What this task involves - Begin at the top of the following data. Copy each line exactly until you have copied the line containing "box: [7, 48, 66, 228]".

[[ Listed records, beginning ]]

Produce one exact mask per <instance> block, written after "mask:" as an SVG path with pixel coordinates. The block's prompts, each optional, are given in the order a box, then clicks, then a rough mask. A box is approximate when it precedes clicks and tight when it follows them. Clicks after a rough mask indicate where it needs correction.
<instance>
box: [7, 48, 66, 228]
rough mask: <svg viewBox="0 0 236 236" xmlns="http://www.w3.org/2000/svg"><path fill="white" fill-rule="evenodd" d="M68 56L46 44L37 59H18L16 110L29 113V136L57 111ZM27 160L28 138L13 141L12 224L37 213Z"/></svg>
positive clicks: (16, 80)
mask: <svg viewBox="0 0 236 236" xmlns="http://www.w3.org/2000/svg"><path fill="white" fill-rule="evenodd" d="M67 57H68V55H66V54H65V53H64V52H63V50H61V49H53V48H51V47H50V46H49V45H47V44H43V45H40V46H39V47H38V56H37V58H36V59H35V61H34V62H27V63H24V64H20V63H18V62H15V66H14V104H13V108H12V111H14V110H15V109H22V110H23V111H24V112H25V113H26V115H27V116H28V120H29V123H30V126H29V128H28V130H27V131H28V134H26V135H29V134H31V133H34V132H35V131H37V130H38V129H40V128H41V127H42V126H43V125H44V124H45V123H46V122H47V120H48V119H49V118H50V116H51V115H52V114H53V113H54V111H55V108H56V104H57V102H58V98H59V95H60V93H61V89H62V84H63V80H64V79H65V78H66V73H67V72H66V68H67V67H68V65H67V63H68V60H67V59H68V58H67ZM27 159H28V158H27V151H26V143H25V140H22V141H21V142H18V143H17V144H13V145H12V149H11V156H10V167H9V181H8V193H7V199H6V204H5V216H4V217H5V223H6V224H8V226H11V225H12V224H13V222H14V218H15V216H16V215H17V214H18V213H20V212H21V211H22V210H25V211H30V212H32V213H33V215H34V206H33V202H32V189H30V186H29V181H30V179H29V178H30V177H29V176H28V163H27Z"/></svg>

[[ Listed records, end ]]

Result of this exercise -
Produce one exact mask per <instance> block, written after "mask:" as an SVG path with pixel coordinates. The block's prompts, each optional, are given in the order a box, then clicks, then a rough mask. A box is approximate when it precedes clicks and tight when it follows them. Clicks after a rough mask indicate where it needs correction.
<instance>
box: [7, 48, 66, 228]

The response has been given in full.